• _Texto de leitura_
- - - -

ONLY A DREAM IN RIO

APENAS UM SONHO NO BRASIL

Nelson Marzullo Tangerini

Aconteceu isto em 1985. O cantor e compositor americano James Taylor estava parado há uns dois anos ou três. Deprimido, não sentia mais prazer em compor, tocar ou cantar. O Rock in Rio fê-lo renascer. Aceitou o convite do Sr. Medina e veio cantar no Brasil.

Em suas apresentações, o público cantava You´ve got a friend e Fire and Rain num inglês perfeito.

Carinhosamente, Mr. Taylor compôs Only a dream in Rio (Apenas um sonho no Rio) e gravou-a no LP That´s why I´m here (O porquê de eu estar aqui). Canta um pedaço em português, como forma de agradecimento àqueles que cantaram suas músicas em inglês e tece comentários realistas quanto a vida cotidiana nesta turbulenta cidade do Rio de Janeiro: crianças famintas e uma polícia violenta.

A parte mais bonita é, sem dúvida, quando ele diz, em inglês: “Estranho sabor de fruta tropical, romântica língua do português, melodia numa flauta de madeira, samba flutuando na brisa de verão”. James Taylor aí descobre a romanticidade, a romanicidade e a rusticidade da língua do português, somadas à melodia tropicalista – sim, romântica língua do português, e não romântica Língua Portuguesa, magnificamente ampliada pela genialidade do povo brasileiro.

Poucos entenderam a mensagem, como poucos têm dado valor significativo à Língua Portuguesa, esta língua que chegou ao Brasil, com Cabral, a 22 de abril de 1500. Hoje, ela está enraizada em nossas vidas. Sonhamos com ela, dormimos com ela, com ela amamos. Por que negá-la, justamente agora, em meio a comemorações e a protestos contra os 500 anos de “achamento” do Brasil? Não devemos, é claro, nos esquecer de todos os erros do colonizador, da carta etnocêntrica de Pero Vaz de Caminha, sem, contudo, admirar o talento e a coragem daqueles homens rudes e destemidos que atravessaram mares nunca dantes navegados com caravelas simples, de acordo com a tecnologia da época.

Não, não se trata, aqui, de fazer defesa do idioma do colonizador português. Não se trata de fazer com que os poucos índios que ainda restam e ainda resistem, falem o língua do português. Não. Temos de defender a idéia de que os índios devem permanecer índios e puros, a preservar florestas, defendendo suas culturas e suas línguas.

Mas, aqui, do outro lado do Brasil, canta o poeta Caetano Veloso, que fala por Fernando Pessoa, não mais português: “Minha pátria é minha língua. Fala Mangueira!”

Antônio Houaiss, quando vivo, pedia amor à Língua Portuguesa – antes que falemos inglês – e sonhava com uma Comunidade Lusófona. Inspirado neste sonho, Martinho da Vila partiu para um trabalho ousado, fugindo do rótulo World Music: a gravação do CD Lusofonia, tentativa inédita de reunir os filhos da Língua Portuguesa.

- - - -

• _Tarefas do exercício_
1 – Indique se cada afirmação abaixo está de acordo com o texto sobre James Taylor e a língua portuguesa. Responda sim ou não e cite as palavras do texto que decidem cada caso.
(a) James Taylor gravou Only a dream in Rio no LP That´s why I´m here.
(b) James Taylor canta a canção inteira em português.
(c) Nas apresentações de James Taylor no Brasil, o público cantava as músicas dele em inglês.
2 – Retome o texto sobre James Taylor e a língua portuguesa e prossiga a partir da última frase apresentada.

- - - -

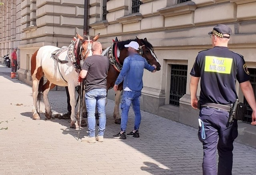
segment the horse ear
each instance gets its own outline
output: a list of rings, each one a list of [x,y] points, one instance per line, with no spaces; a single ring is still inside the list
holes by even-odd
[[[116,39],[115,39],[115,42],[118,42],[118,39],[117,39],[117,37],[116,37]]]
[[[98,33],[97,35],[96,35],[96,36],[95,36],[95,37],[93,38],[93,40],[94,41],[97,41],[97,40],[98,39],[99,39],[99,37],[100,37],[100,33]]]
[[[80,35],[78,34],[77,32],[76,32],[76,35],[77,35],[78,38],[79,38],[80,39],[84,39],[84,38],[82,37]]]
[[[141,41],[140,40],[140,39],[138,38],[138,37],[136,37],[136,39],[137,39],[137,42],[138,43],[138,44],[139,44],[139,45],[142,45],[142,43]]]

- - - -

• _Respostas das tarefas_
1 –
(a) Sim: “gravou-a no LP That´s why I´m here”.
(b) Não: “Canta um pedaço em português”.
(c) Sim: “o público cantava You´ve got a friend e Fire and Rain num inglês perfeito”.

2 –
O Brasil é, hoje, o maior país de Língua Portuguesa do mundo. Nossa Língua, no momento, é a 6ª mais falada do mundo. E graças a nós, brasileiros. Sendo assim, ela não mais pertence, exclusivamente, aos portugueses, mas aos brasileiros e a todos os seus usuários. É como se a Língua Portuguesa tivesse caído em domínio público dentro da Comunidade Lusófona. Tem maturidade o Brasil, portanto, para discutir os rumos da Língua Portuguesa no mundo – mesmo que reacionários portugueses dêem o contra. A Língua é minha, é de ti (leitor) e de todos nós. “E eu não tenho Pátria, e quero Mátria, e quero Frátria”.

Através desta Língua, estaremos todos juntos: irmãos de Portugal, Angola, Moçambique, Timor Leste, Guiné-Bissau, São Tomé e Príncipe, Cabo Verde...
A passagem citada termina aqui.